▶ **TASK DATA**:
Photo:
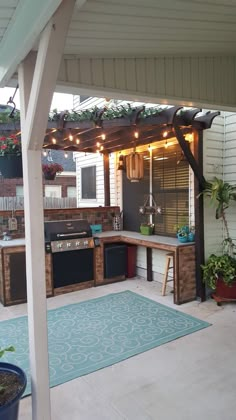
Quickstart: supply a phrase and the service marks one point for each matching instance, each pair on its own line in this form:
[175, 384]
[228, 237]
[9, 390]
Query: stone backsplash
[94, 215]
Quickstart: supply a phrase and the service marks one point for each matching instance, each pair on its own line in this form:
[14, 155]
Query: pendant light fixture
[134, 166]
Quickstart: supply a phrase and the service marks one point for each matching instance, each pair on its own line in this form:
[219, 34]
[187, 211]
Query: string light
[189, 137]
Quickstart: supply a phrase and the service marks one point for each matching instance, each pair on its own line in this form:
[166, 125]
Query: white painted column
[37, 85]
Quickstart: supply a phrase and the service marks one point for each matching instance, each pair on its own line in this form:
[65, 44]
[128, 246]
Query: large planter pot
[224, 291]
[11, 166]
[9, 411]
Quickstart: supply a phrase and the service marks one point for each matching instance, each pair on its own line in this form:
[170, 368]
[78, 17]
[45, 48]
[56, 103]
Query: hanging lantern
[134, 167]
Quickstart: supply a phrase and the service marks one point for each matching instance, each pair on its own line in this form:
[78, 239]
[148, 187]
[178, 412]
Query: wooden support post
[107, 201]
[37, 84]
[149, 264]
[189, 156]
[199, 217]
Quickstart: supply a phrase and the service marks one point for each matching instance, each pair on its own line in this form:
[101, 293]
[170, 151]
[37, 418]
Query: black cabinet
[115, 260]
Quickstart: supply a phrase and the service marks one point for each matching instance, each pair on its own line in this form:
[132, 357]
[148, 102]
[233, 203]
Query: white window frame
[84, 200]
[53, 187]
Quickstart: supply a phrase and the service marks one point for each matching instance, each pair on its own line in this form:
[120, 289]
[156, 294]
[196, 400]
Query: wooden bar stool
[169, 260]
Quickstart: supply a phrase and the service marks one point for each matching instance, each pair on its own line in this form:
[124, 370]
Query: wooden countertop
[12, 242]
[136, 236]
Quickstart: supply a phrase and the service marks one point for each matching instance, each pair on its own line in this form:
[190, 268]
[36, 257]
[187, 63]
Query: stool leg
[163, 291]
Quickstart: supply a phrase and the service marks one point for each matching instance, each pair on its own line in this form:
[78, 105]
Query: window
[53, 191]
[88, 182]
[170, 186]
[19, 191]
[71, 191]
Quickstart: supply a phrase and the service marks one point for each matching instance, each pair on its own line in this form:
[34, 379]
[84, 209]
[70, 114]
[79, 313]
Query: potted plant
[147, 228]
[219, 272]
[12, 386]
[10, 157]
[51, 169]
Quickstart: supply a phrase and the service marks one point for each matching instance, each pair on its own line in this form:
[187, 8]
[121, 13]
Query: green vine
[91, 114]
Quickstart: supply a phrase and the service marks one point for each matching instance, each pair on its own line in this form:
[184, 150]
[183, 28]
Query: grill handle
[61, 235]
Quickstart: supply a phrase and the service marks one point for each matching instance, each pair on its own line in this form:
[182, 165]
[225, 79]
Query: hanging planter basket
[11, 166]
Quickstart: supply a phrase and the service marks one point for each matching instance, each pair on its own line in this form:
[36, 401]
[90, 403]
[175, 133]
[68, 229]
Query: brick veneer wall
[8, 186]
[95, 215]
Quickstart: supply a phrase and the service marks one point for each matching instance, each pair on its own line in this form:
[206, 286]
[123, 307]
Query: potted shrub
[219, 272]
[51, 169]
[12, 386]
[10, 157]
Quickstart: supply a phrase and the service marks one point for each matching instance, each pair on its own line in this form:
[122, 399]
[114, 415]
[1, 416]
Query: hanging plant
[10, 146]
[50, 170]
[10, 157]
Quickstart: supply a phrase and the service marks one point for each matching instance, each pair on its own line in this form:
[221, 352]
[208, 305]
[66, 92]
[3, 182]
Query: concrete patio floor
[191, 378]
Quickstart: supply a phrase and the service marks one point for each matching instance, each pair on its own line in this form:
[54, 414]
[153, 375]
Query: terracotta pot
[224, 291]
[11, 166]
[10, 410]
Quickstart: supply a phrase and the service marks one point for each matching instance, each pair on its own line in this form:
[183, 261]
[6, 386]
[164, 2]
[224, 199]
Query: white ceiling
[144, 27]
[153, 27]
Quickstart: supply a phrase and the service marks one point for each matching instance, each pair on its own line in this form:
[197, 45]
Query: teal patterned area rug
[91, 335]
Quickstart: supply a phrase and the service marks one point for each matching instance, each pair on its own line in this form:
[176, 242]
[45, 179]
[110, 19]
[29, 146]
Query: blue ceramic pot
[182, 239]
[191, 236]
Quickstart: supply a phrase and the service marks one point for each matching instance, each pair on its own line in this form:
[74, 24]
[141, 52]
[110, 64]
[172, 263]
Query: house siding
[193, 81]
[91, 159]
[230, 167]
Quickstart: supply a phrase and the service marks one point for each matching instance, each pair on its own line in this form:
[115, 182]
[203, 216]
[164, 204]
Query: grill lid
[66, 229]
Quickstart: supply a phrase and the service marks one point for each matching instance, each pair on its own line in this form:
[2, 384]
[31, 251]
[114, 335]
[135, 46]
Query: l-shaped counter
[183, 265]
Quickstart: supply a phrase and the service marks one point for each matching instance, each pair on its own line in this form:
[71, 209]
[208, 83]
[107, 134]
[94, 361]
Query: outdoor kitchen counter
[12, 242]
[136, 236]
[184, 261]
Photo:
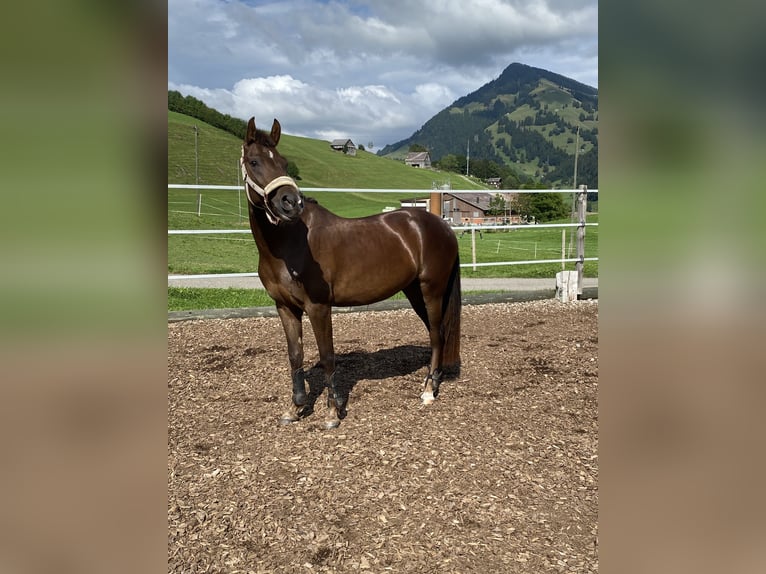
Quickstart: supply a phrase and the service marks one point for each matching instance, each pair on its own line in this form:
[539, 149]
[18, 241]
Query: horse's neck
[271, 239]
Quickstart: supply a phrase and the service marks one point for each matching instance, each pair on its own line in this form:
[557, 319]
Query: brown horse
[311, 259]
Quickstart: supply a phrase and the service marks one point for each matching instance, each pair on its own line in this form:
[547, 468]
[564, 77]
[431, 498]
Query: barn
[418, 159]
[344, 145]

▶ **EXERCISE DESCRIPTION**: Nothing but the pictures may be dropped; output the records above exactly.

▶ **FINISHED TASK**:
Photo:
Quickstart: supply a phrase and the service marks one point for each matching instance, each pair on its own line in this form:
[175, 384]
[228, 237]
[9, 390]
Query: stone backsplash
[94, 215]
Quickstart: supply a phrase and the service marks one point for each matching instance, each pair on its own line in this form:
[14, 155]
Query: pendant light fixture
[134, 166]
Quickstart: supply a phrase and the service marks one point for each matching instance, each pair on its own line in this form:
[219, 34]
[187, 211]
Query: string light
[189, 137]
Quickstart: supply a phrase and the service marks one point for each matching instance, each pair on its own line in this form:
[166, 125]
Query: white painted column
[37, 85]
Quickstart: supply a phrase and the service marks one point for each matching instance, each pair on its own line in this form:
[65, 44]
[128, 246]
Query: large planter pot
[224, 291]
[11, 166]
[9, 411]
Quickstart: supply a phrase and the service marks one point for each matching instance, each pair on its own line in this form:
[170, 368]
[78, 17]
[45, 48]
[56, 103]
Query: hanging lantern
[134, 167]
Quickstart: supply a phrase and the service marks one point for each matching instance, each pair on its own line in this form:
[78, 239]
[148, 187]
[178, 412]
Query: wooden support post
[107, 201]
[37, 84]
[149, 264]
[189, 156]
[199, 217]
Quickstart: supply a phrase and the service marks one point for each matching instance, each pair on its own line in this form:
[101, 293]
[170, 151]
[37, 418]
Query: black cabinet
[115, 260]
Quickstart: supply a phrase and the service marks one point for each matching instance, each pair on its own line in this form:
[132, 357]
[148, 102]
[233, 203]
Query: white window frame
[84, 200]
[53, 187]
Quickstart: supply a phrase and the service marks one point for each matching instance, each pair on its own line in this form:
[120, 289]
[156, 294]
[196, 400]
Query: wooden bar stool
[169, 260]
Quickstart: supply a phrase and the service marks one point for each matching instance, each pair on its own line in this form:
[124, 370]
Query: wooden countertop
[12, 242]
[136, 236]
Quickstart: supply a phrase and the service marks one point for each matching instance, each pair on its own line in this form:
[190, 268]
[36, 257]
[187, 63]
Query: stool leg
[163, 291]
Quickstart: supply a phrase and the service marks one point for each matching instance, each pair on its own line in this form:
[78, 105]
Query: window
[53, 191]
[88, 182]
[170, 186]
[19, 191]
[71, 191]
Quickstart: supply a phrase and the service marks one point for each matching instance, each pair on its own line in this form:
[34, 379]
[84, 209]
[70, 114]
[79, 313]
Query: potted plant
[147, 228]
[219, 272]
[12, 386]
[10, 157]
[51, 169]
Quickstart: supply a phrase and the service marks one point for each matching instance, each pair on its own line in this form:
[187, 8]
[121, 13]
Query: green vine
[91, 114]
Quickstart: supply a phrase and the service marks one point for each matching instance, each pair on its own line in this form:
[184, 150]
[183, 28]
Query: grill handle
[61, 235]
Quickstart: supply a phrase and the service marks one point for each matching instance, each pair on its own line in this form:
[182, 165]
[225, 79]
Query: hanging planter basket
[11, 166]
Quickstart: supply a phrase and the service marks one point for each matching instance, each pair on its own line in this form:
[36, 401]
[90, 403]
[175, 133]
[68, 229]
Query: brick veneer wall
[8, 186]
[95, 215]
Quickstart: supply a phrase and the service marks one point for each matching instance, each pair on its own line in this form:
[206, 286]
[123, 307]
Query: potted shrub
[219, 272]
[51, 169]
[12, 386]
[10, 157]
Quickstart: supply a phrase and the service marks one point for each matching instance, each pair on its own line in this form:
[122, 399]
[114, 415]
[1, 416]
Query: hanging plant
[10, 146]
[50, 170]
[10, 157]
Quickstart: supply a phrase and the service marks one point for each matching instance, each pair on its own line in this form:
[221, 352]
[208, 305]
[66, 92]
[3, 182]
Query: concrete patio floor
[191, 378]
Quickstart: supply a phrase and the service marks one point for each matching instance, each pair on its own line in this form:
[54, 414]
[153, 375]
Query: terracotta pot
[224, 291]
[11, 166]
[10, 410]
Quickstart: supply a phrase and the service marks one point for each matching instance, each pair on its own line in this form:
[183, 261]
[6, 386]
[164, 2]
[224, 199]
Query: white ceiling
[144, 27]
[153, 27]
Quickstart: supply a phrase and the service marks one point for each matching instance, each pair on its own line in this form:
[197, 45]
Query: teal patterned area rug
[91, 335]
Quickstart: supply a phrase and the service marks one point for each matching instance, each pair on its own line in this form:
[176, 242]
[45, 179]
[110, 19]
[29, 146]
Query: blue ceramic pot
[182, 239]
[191, 236]
Quickstart: supply a phrase and the service marks one point for each matching instance, each pair on its own line in this form:
[74, 24]
[141, 52]
[110, 64]
[172, 263]
Query: house siding
[193, 81]
[91, 159]
[230, 167]
Quickstart: supply a phrase and the service marks one point for each matching instance, each pair on its own line in this form:
[115, 182]
[203, 216]
[164, 204]
Query: grill lid
[66, 229]
Quickstart: supply a phrase and the service marks one point for each matching instance, each pair on its own line in this form:
[2, 384]
[31, 251]
[114, 335]
[135, 46]
Query: l-shaped counter
[183, 265]
Quickstart: supply a phrase and the service marks one point for each matching instance, each pair on its own line in this form:
[71, 209]
[208, 83]
[107, 134]
[94, 361]
Query: outdoor kitchen counter
[12, 242]
[136, 236]
[184, 261]
Photo:
Quickstart: supply a phrase and the service marks one point for each matching instance, each pair on its own line in this form:
[539, 149]
[18, 241]
Query: horse's neck
[271, 239]
Quickstart: supply a phrase and the service marks one point for each matching instance, each pair on its own line in this form:
[557, 319]
Query: brown horse
[311, 259]
Quickstart: supply a phrase and the service marks one point for each matching instance, each pair on its own line in this form:
[547, 468]
[564, 77]
[431, 498]
Query: barn
[418, 159]
[344, 145]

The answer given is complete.